## Materiale di lavoro
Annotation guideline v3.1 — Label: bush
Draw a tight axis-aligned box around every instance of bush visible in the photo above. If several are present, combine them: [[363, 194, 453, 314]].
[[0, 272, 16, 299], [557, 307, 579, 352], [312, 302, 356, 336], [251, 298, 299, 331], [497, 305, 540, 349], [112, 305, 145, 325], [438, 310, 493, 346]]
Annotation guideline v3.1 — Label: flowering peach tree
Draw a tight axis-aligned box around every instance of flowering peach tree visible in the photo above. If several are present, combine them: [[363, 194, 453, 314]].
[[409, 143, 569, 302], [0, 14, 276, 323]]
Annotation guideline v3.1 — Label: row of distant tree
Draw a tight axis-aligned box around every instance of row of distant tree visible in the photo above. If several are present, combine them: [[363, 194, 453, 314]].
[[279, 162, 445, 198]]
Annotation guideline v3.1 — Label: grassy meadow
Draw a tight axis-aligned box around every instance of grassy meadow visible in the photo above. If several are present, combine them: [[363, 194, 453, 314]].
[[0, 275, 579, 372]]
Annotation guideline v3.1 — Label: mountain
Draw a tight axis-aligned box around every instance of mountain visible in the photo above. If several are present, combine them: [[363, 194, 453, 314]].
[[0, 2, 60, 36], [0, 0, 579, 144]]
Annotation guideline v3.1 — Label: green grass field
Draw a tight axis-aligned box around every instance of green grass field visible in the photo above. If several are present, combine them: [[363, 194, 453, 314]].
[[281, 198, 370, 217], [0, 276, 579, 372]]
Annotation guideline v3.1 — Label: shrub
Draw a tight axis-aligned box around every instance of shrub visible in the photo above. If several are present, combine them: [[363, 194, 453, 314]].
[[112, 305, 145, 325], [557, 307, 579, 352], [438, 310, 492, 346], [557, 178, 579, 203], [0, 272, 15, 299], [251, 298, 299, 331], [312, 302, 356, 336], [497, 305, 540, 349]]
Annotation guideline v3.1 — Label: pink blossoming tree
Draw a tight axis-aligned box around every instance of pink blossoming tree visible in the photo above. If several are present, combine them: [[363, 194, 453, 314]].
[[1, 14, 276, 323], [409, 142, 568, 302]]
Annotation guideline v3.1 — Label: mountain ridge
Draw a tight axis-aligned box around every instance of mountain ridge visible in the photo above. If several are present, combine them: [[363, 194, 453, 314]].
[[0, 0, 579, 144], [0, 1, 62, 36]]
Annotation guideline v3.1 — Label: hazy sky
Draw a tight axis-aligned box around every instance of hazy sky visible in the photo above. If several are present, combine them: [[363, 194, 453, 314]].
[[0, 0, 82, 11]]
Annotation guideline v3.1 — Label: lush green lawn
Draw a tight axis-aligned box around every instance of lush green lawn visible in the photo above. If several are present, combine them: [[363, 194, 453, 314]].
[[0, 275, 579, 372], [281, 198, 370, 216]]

## Richiesta
Riporti di nuovo, riga per riga e senza alcuna modifica, l'intero materiale qui sopra.

## Risposta
Annotation guideline v3.1 — Label: bush
Draw a tight axis-aligned box around every instance of bush visible in the photo above. If several are present, combine them: [[363, 194, 453, 314]].
[[0, 272, 16, 299], [557, 307, 579, 352], [312, 302, 356, 336], [251, 298, 299, 331], [497, 305, 540, 349], [112, 305, 145, 325], [438, 310, 493, 346]]
Annotation guideline v3.1 — Label: flowering peach tree
Draw a tight axis-aligned box around every instance of flowering peach tree visible in the photo above. If several are present, combine them: [[363, 194, 453, 314]].
[[409, 143, 569, 302], [0, 14, 276, 323]]
Annotation guideline v3.1 — Label: row of distant tree
Draw a tight axis-aligned box around every instance of row of distant tree visible in the photo above. If several are present, combine them: [[363, 194, 453, 314]].
[[279, 162, 445, 198]]
Annotation guideline v3.1 — Label: grassy meadow
Draw a tight axis-aligned box around every instance of grassy meadow visible in the photo above. If several are present, combine them: [[363, 194, 453, 314]].
[[0, 275, 579, 372]]
Annotation guideline v3.1 — Label: mountain
Draw a tight axis-aligned box around every instance of mountain visible in the photo above. If several are present, combine them: [[363, 194, 453, 314]].
[[0, 2, 60, 36], [0, 0, 579, 144]]
Annotation guideline v3.1 — Label: green grass field
Draw a tight axis-aligned box around every instance of green grass field visible in the photo above. If several are present, combine them: [[363, 194, 453, 314]].
[[281, 198, 370, 217], [0, 276, 579, 372]]
Annotation guideline v3.1 — Label: shrub
Draw a tight axis-aligned box around every instance of shrub visible in the photo above. If several are present, combine them: [[363, 194, 453, 314]].
[[112, 305, 145, 325], [557, 307, 579, 352], [438, 310, 492, 346], [557, 178, 579, 203], [0, 272, 15, 299], [251, 298, 299, 331], [312, 302, 356, 336], [497, 305, 540, 349]]
Annotation guideline v3.1 — Label: pink blossoming tree
Draw a tight axis-aligned box around every instance of pink blossoming tree visible in the photo above. If several are present, combine them: [[363, 194, 453, 314]].
[[1, 14, 276, 323], [409, 142, 568, 302]]
Annotation guideline v3.1 — Label: mountain ridge
Draw a tight axis-aligned box around every instance of mountain ridge visible in the photo above. If several are present, combine them: [[363, 194, 453, 314]].
[[0, 0, 579, 144], [0, 1, 62, 36]]
Annotation guideline v3.1 — Label: hazy sky
Draw a tight axis-aligned box around every instance of hazy sky visible in the photo above. If several are present, combine them: [[363, 194, 453, 314]].
[[0, 0, 82, 11]]
Annotation guideline v3.1 — Label: lush green lawn
Draw a tight axis-aligned box around every instance of lush green lawn visible in the photo above. If several are present, combine them: [[363, 194, 453, 314]].
[[0, 275, 579, 372], [281, 198, 370, 216]]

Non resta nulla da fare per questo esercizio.